# TEXT PASSAGE
■ ■ ■ ■ ■ ■ ■
Based on interviews with representatives of the four national home visiting models in MIHOPE, surveys with 80 local program managers, and surveys of 422 home visitors, MIHOPE found:

  • The four evidence-based national models and local home visiting programs generally place high priority on improving family outcomes in the areas emphasized by the Home Visiting Program. They most consistently reported placing high priority on positive parenting behavior, child abuse and neglect prevention, child preventive care, and child development, with over 95% of local program managers and the national home visiting model developers ranking these issues as high priorities.
  • All four of the national home visiting models and all local programs encourage home visitors to observe parent-child interactions and provide feedback, and 90% of home visitors feel adequately trained to use positive child behavior management techniques.
  • 99% of local home visiting programs report using caregiver goal-setting and problem-solving techniques to support parents in the home.
  • The majority of local programs also report that they place high priority on improving economic self-sufficiency (83%) and on maternal health and well-being outcomes, such as behavioral health (78%), birth spacing (66%), and prenatal health (84%), as well as on intimate partner violence (81%). At least one-quarter of local programs report that they have increased their emphasis in one or more of these particular areas as a result of the Home Visiting Program.
  • Nearly all local programs require home visitors to conduct formal screenings for maternal mental health (95%) and child developmental delay (99%), and many local programs provide staff with support to work with the family when these screening indicate an issue, with support provided via written staff protocols (35% for mental health and 54% for developmental delays) or supervisory consultation (53% for mental health and 39% for developmental delays).
  • About three-quarters of programs expect home visitors to conduct assessments of parents’ substance abuse, intimate partner violence, and parenting behaviors. Fewer than 60% of home visiting programs have formal protocols for addressing each of these challenges, but 73% of home visiting programs have expert consultants available to support home visiting staff in addressing issues or situations beyond their skills and expertise. Prior studies have found such experts are associated with stronger program implementation.[2]
  • The greatest training needs (each reported by 25%-30% of home visitors) are how to recognize and deal with problem alcohol or other drug use, how to recognize and deal with mental health issues, and how to access health care coverage for parents and children.
■ ■ ■ ■ ■ ■ ■
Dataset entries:
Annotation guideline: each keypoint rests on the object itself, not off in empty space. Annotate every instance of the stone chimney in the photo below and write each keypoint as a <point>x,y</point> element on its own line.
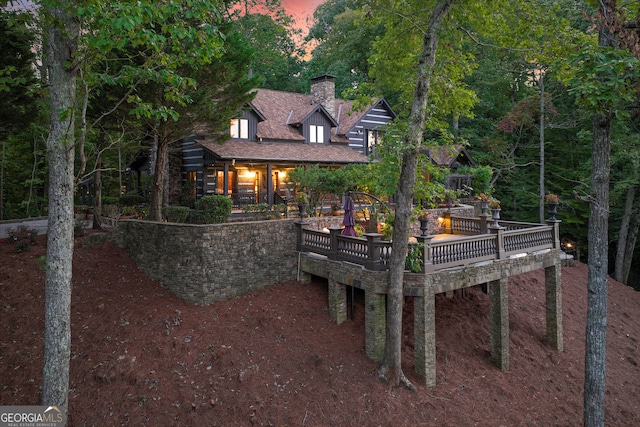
<point>323,90</point>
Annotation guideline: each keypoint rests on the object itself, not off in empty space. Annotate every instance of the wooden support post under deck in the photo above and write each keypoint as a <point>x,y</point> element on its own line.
<point>499,299</point>
<point>337,301</point>
<point>375,324</point>
<point>553,292</point>
<point>270,185</point>
<point>425,336</point>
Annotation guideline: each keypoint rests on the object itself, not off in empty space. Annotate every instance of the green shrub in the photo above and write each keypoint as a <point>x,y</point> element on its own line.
<point>257,211</point>
<point>110,210</point>
<point>175,213</point>
<point>109,200</point>
<point>213,209</point>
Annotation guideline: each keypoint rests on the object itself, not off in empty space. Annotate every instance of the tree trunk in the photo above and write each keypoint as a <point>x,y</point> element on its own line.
<point>598,241</point>
<point>623,237</point>
<point>61,44</point>
<point>391,366</point>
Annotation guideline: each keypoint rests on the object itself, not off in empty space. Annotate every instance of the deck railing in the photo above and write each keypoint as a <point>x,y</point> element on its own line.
<point>508,240</point>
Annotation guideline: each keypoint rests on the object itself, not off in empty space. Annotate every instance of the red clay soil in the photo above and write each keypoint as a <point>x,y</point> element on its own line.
<point>141,356</point>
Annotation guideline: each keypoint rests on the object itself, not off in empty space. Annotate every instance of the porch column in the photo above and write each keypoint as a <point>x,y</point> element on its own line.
<point>269,185</point>
<point>424,329</point>
<point>375,324</point>
<point>225,186</point>
<point>499,299</point>
<point>337,301</point>
<point>553,291</point>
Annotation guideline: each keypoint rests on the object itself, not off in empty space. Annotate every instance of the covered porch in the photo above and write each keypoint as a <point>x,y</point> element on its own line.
<point>253,172</point>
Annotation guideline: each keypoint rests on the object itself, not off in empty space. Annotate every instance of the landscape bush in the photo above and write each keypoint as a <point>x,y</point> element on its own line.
<point>213,209</point>
<point>175,213</point>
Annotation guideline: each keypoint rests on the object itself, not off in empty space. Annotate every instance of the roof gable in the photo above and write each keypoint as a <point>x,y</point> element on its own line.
<point>285,112</point>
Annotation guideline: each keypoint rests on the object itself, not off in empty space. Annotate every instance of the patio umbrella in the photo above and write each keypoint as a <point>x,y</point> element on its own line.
<point>349,219</point>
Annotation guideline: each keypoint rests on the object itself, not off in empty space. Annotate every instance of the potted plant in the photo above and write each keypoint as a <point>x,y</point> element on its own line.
<point>484,202</point>
<point>422,214</point>
<point>494,205</point>
<point>303,202</point>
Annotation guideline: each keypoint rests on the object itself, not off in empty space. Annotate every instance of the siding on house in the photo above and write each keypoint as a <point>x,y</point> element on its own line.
<point>376,118</point>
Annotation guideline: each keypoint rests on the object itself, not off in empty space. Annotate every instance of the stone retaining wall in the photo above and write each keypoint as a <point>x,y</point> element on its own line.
<point>207,263</point>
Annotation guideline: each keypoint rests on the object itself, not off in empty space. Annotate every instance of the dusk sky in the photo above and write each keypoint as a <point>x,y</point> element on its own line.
<point>300,9</point>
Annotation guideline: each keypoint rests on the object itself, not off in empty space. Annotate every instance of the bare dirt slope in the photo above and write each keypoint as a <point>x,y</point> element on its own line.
<point>141,356</point>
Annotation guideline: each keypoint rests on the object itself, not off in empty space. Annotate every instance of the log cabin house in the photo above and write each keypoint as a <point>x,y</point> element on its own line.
<point>277,132</point>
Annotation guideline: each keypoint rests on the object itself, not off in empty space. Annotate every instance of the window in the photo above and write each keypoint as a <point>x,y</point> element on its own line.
<point>190,189</point>
<point>316,134</point>
<point>373,138</point>
<point>239,128</point>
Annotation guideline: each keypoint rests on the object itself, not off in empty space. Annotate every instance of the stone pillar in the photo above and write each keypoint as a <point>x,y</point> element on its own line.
<point>375,324</point>
<point>499,298</point>
<point>424,329</point>
<point>553,291</point>
<point>337,301</point>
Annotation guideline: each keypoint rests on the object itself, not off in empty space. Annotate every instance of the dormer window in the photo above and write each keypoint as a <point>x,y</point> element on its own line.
<point>374,137</point>
<point>239,129</point>
<point>316,134</point>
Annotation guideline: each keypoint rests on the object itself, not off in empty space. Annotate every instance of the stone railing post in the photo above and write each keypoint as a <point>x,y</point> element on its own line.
<point>300,247</point>
<point>373,251</point>
<point>427,259</point>
<point>484,219</point>
<point>334,253</point>
<point>499,232</point>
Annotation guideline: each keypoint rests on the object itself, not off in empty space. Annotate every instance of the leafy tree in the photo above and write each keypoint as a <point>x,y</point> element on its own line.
<point>275,56</point>
<point>18,112</point>
<point>604,79</point>
<point>391,366</point>
<point>172,75</point>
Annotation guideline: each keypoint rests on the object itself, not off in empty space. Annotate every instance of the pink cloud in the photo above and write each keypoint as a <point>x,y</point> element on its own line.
<point>301,10</point>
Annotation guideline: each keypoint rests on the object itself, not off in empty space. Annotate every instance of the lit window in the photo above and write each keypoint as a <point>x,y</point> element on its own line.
<point>239,128</point>
<point>373,138</point>
<point>316,134</point>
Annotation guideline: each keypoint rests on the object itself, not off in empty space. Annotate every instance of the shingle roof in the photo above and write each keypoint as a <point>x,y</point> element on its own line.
<point>284,109</point>
<point>284,152</point>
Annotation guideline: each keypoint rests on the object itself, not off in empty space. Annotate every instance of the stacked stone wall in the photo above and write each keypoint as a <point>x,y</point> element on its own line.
<point>207,263</point>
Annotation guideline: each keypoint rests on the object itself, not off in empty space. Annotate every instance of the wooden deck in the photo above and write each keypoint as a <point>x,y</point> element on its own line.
<point>470,253</point>
<point>467,241</point>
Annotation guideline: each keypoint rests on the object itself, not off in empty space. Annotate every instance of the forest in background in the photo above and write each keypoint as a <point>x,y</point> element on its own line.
<point>501,88</point>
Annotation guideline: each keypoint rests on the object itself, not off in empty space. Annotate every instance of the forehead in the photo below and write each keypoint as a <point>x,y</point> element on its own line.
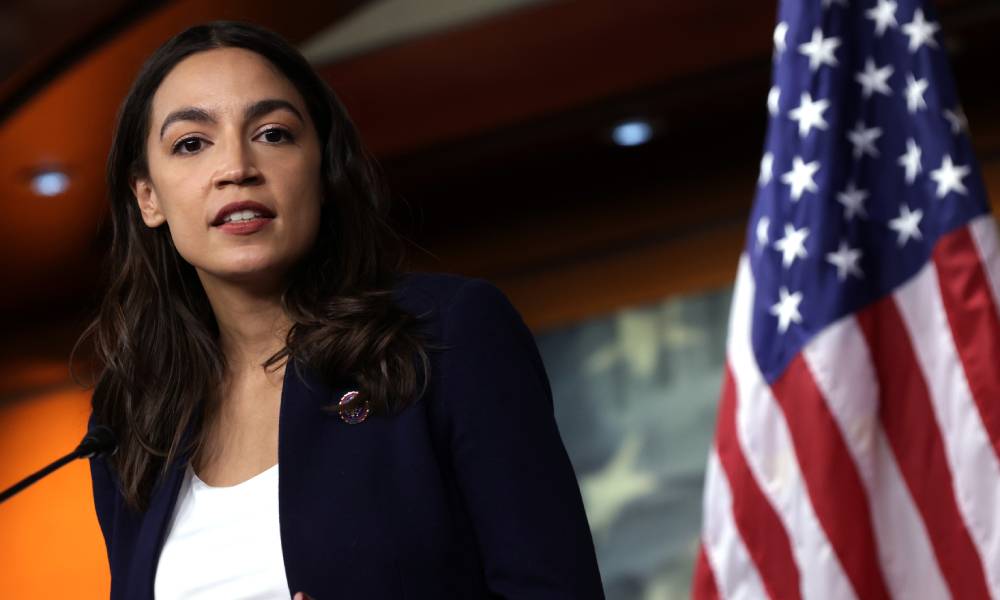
<point>221,79</point>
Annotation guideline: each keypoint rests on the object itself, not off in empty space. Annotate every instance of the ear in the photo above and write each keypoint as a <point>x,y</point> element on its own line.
<point>149,204</point>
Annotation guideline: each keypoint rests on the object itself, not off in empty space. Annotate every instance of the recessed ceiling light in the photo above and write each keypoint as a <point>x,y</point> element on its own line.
<point>49,182</point>
<point>632,133</point>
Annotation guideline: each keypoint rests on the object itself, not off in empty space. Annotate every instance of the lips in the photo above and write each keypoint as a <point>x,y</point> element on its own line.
<point>232,207</point>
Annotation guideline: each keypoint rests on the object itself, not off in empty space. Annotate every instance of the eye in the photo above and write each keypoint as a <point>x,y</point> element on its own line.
<point>189,145</point>
<point>276,135</point>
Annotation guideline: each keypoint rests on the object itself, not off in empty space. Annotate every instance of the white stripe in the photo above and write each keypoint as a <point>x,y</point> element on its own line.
<point>984,234</point>
<point>842,368</point>
<point>767,445</point>
<point>735,574</point>
<point>973,463</point>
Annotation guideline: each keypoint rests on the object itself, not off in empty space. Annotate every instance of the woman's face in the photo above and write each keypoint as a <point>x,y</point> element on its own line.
<point>226,126</point>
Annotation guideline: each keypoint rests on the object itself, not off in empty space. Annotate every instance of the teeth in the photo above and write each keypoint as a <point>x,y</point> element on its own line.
<point>241,215</point>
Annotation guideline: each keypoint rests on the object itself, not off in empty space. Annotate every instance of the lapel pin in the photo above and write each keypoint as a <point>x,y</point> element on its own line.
<point>355,415</point>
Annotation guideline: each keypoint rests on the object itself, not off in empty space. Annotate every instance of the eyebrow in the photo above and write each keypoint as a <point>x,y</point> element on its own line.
<point>253,111</point>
■ ■ ■ ■ ■ ■ ■
# WORK INSTRUCTION A
Answer these questions using the MIHOPE findings passage:
(i) How many home visitors were surveyed?
(ii) What percentage of local programs report using caregiver goal-setting and problem-solving techniques to support parents in the home?
(iii) What percentage of home visiting programs have expert consultants available to support home visiting staff?
# WORK INSTRUCTION B
Resume the MIHOPE findings passage after its last bullet point, keeping its style.

# TASK ANSWER A
(i) 422
(ii) 99%
(iii) 73%

# TASK ANSWER B
  • 66% of home visiting programs receive referrals through formal agreements with WIC clinics, hospitals, schools, child welfare agencies, prenatal clinics, or health departments in their community; 43% of programs receive referrals through a centralized intake system.

Home visiting programs are diverse, operating somewhat differently depending on their program model and the needs of their community. At the same time, these early MIHOPE results suggest that the goals and infrastructure of most local home visiting programs are consistent with the expectations and goals of MIECHV as laid out in federal legislation. Specifically, programs aim and are designed to help parents in a broad array of areas, consistently including parenting and early child development, prevention of abuse and neglect, and child preventive care, and, to more varying extents, economic self-sufficiency, prenatal health and birth outcomes, maternal health, family planning, behavioral health, and intimate partner violence.


[1] Gomby, Deanna S. 2000. “Promise and Limitations of Home Visitation.” JAMA 284, 11: 1,430-1,431.

[2] Fixsen, Dean L., Sandra F. Naoom, Karen A. Blase, Robert M. Friedman, and Frances Wallace. 2005. Implementation Research: A Synthesis of the Literature. Tampa, FL: Louis de la Parte Florida Mental Health Institute, National Implementation Research Network.